[Given information]:
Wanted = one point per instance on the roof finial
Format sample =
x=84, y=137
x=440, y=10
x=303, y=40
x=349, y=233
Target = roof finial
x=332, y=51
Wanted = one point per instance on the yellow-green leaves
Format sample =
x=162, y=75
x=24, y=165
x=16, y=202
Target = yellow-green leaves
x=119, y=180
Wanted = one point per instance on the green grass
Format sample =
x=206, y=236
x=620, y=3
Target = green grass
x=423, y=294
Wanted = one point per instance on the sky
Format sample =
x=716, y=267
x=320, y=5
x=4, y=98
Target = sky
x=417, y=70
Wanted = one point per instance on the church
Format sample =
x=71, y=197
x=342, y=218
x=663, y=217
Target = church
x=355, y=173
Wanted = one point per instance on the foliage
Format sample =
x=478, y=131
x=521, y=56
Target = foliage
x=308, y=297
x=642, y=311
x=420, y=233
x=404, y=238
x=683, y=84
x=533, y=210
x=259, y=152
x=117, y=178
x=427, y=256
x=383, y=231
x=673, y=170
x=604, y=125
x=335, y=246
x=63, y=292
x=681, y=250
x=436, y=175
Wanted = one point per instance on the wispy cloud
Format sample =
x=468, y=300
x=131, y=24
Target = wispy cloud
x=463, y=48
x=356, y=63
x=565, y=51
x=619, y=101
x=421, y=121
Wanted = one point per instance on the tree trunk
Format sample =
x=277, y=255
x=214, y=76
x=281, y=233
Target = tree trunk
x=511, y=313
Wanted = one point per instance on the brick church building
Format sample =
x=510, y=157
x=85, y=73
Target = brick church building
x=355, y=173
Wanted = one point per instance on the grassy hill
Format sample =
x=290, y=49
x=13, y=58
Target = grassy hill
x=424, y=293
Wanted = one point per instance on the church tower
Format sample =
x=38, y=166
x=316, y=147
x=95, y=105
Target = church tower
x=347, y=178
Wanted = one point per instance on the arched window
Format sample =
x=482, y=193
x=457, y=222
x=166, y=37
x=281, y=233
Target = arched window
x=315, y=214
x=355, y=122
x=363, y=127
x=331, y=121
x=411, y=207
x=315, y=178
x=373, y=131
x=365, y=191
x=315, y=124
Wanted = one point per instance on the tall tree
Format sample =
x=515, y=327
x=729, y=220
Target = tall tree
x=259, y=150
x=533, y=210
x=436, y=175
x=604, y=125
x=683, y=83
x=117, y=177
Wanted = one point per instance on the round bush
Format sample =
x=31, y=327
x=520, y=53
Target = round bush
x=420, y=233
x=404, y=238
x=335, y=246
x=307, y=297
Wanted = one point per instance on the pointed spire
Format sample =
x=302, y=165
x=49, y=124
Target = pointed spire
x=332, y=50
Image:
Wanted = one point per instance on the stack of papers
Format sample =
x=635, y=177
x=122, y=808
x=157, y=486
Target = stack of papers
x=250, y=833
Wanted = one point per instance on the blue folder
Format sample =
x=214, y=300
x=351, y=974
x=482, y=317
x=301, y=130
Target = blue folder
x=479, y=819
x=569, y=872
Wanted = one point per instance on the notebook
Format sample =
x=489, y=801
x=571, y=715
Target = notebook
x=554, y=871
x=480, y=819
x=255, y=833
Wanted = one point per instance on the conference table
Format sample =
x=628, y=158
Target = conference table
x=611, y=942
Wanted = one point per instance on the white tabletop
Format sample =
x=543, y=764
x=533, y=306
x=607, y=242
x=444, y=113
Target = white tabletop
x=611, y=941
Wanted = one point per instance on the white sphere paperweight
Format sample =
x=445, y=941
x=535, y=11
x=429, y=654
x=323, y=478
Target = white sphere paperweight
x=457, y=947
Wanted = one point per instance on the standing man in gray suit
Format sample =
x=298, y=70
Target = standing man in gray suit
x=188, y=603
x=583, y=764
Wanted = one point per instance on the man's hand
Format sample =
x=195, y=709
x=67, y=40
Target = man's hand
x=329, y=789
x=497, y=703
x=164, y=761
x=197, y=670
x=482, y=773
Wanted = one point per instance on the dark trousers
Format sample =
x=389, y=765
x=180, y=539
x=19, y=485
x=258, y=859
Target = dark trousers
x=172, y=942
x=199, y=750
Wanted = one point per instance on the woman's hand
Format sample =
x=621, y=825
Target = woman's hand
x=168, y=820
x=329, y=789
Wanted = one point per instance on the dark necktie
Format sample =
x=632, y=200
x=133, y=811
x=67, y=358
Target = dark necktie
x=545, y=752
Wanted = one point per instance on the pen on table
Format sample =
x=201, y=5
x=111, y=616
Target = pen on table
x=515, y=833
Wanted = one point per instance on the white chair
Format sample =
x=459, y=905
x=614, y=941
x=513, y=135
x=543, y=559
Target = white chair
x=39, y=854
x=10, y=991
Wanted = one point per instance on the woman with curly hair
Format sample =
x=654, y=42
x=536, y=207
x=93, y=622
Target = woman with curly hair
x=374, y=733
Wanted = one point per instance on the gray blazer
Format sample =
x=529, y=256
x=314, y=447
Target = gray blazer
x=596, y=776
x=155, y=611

[Assignment]:
A word-for-word repeat of the full data is needed.

[Exercise answer]:
Wanted = one point per instance on the roof finial
Format sample =
x=84, y=137
x=440, y=10
x=303, y=40
x=349, y=233
Target = roof finial
x=332, y=51
Wanted = one point per instance on the yellow-green leaves
Format sample =
x=162, y=75
x=24, y=165
x=16, y=202
Target = yellow-green leaves
x=119, y=180
Wanted = one point per instance on the green grass
Format sample =
x=206, y=236
x=620, y=3
Target = green grass
x=423, y=294
Wanted = one point per instance on the sky
Format sample =
x=716, y=267
x=320, y=5
x=4, y=98
Target = sky
x=417, y=70
Wanted = one point per instance on the church
Format sample =
x=71, y=197
x=342, y=218
x=663, y=217
Target = church
x=355, y=173
Wanted = one point per instance on the foliage
Format sample =
x=478, y=131
x=521, y=56
Target = foliage
x=308, y=297
x=642, y=311
x=420, y=233
x=404, y=238
x=683, y=84
x=533, y=210
x=259, y=152
x=117, y=178
x=427, y=256
x=383, y=231
x=673, y=170
x=604, y=125
x=335, y=246
x=63, y=292
x=681, y=250
x=436, y=175
Wanted = one point per instance on the wispy cloud
Format sample =
x=468, y=300
x=131, y=24
Target = wispy cloud
x=463, y=48
x=356, y=63
x=565, y=51
x=619, y=101
x=421, y=121
Wanted = one point per instance on the tree trunk
Format sample =
x=277, y=255
x=214, y=76
x=281, y=233
Target = tree trunk
x=511, y=313
Wanted = one point per instance on the brick church building
Format sample =
x=510, y=157
x=85, y=73
Target = brick church building
x=355, y=173
Wanted = one point per instance on the grassy hill
Format sample =
x=290, y=49
x=13, y=58
Target = grassy hill
x=424, y=293
Wanted = one point per instance on the church tower
Format sample =
x=38, y=166
x=316, y=147
x=95, y=105
Target = church tower
x=347, y=178
Wanted = one point per instance on the arched window
Format sample =
x=482, y=193
x=457, y=222
x=166, y=37
x=281, y=233
Target = arched window
x=315, y=214
x=355, y=122
x=363, y=127
x=331, y=121
x=411, y=207
x=315, y=178
x=373, y=131
x=365, y=191
x=315, y=124
Wanted = one point per instance on the tall tree
Format sample =
x=515, y=327
x=729, y=220
Target = tall tree
x=259, y=150
x=533, y=210
x=436, y=175
x=604, y=125
x=683, y=83
x=117, y=177
Wanted = one point per instance on the round bush
Format sample =
x=31, y=327
x=520, y=53
Target = round bush
x=420, y=233
x=404, y=238
x=335, y=246
x=307, y=297
Wanted = one point per instance on the pointed spire
Format sample =
x=302, y=165
x=49, y=124
Target = pointed spire
x=332, y=50
Image:
Wanted = one point per instance on the stack of papers
Format sample =
x=635, y=177
x=122, y=808
x=157, y=486
Target = stack of papers
x=250, y=833
Wanted = one point per instance on the blue folder
Format sample =
x=214, y=300
x=351, y=974
x=482, y=317
x=301, y=130
Target = blue folder
x=479, y=819
x=569, y=872
Wanted = one point per instance on the notebook
Format sample =
x=489, y=801
x=571, y=715
Target = notebook
x=554, y=871
x=480, y=819
x=255, y=833
Wanted = one point per instance on the conference table
Format sample =
x=628, y=158
Target = conference table
x=611, y=942
Wanted = one point per instance on the white tabletop
Format sample =
x=543, y=764
x=533, y=306
x=607, y=242
x=444, y=113
Target = white tabletop
x=611, y=941
Wanted = one point per instance on the white sphere paperweight
Format sample =
x=445, y=941
x=535, y=11
x=429, y=654
x=323, y=478
Target = white sphere paperweight
x=457, y=947
Wanted = one point per instance on the standing man in gray suit
Format sample =
x=298, y=70
Target = standing man in gray suit
x=188, y=603
x=583, y=764
Wanted = one point per instance on the man's hand
Format sample =
x=195, y=709
x=67, y=40
Target = man's hand
x=329, y=789
x=497, y=703
x=164, y=761
x=197, y=670
x=482, y=773
Wanted = one point per instance on the dark trousers
Format sample =
x=389, y=765
x=180, y=539
x=19, y=485
x=258, y=859
Target = dark trousers
x=172, y=942
x=199, y=750
Wanted = one point per instance on the woman's hand
Format sample =
x=621, y=825
Target = woman's hand
x=168, y=820
x=329, y=789
Wanted = one point per instance on the dark necktie
Format sample =
x=632, y=200
x=133, y=811
x=67, y=358
Target = dark necktie
x=545, y=752
Wanted = one point per instance on the pen on table
Format sample =
x=201, y=5
x=111, y=616
Target = pen on table
x=515, y=833
Wanted = one point per instance on the white chair
Format sample =
x=459, y=905
x=614, y=941
x=513, y=135
x=543, y=559
Target = white chair
x=39, y=854
x=10, y=991
Wanted = one point per instance on the woman with curly hair
Format sample =
x=654, y=42
x=536, y=207
x=93, y=622
Target = woman with curly hair
x=374, y=733
Wanted = one point per instance on the gray blazer
Format sample =
x=529, y=256
x=314, y=447
Target = gray blazer
x=596, y=776
x=155, y=611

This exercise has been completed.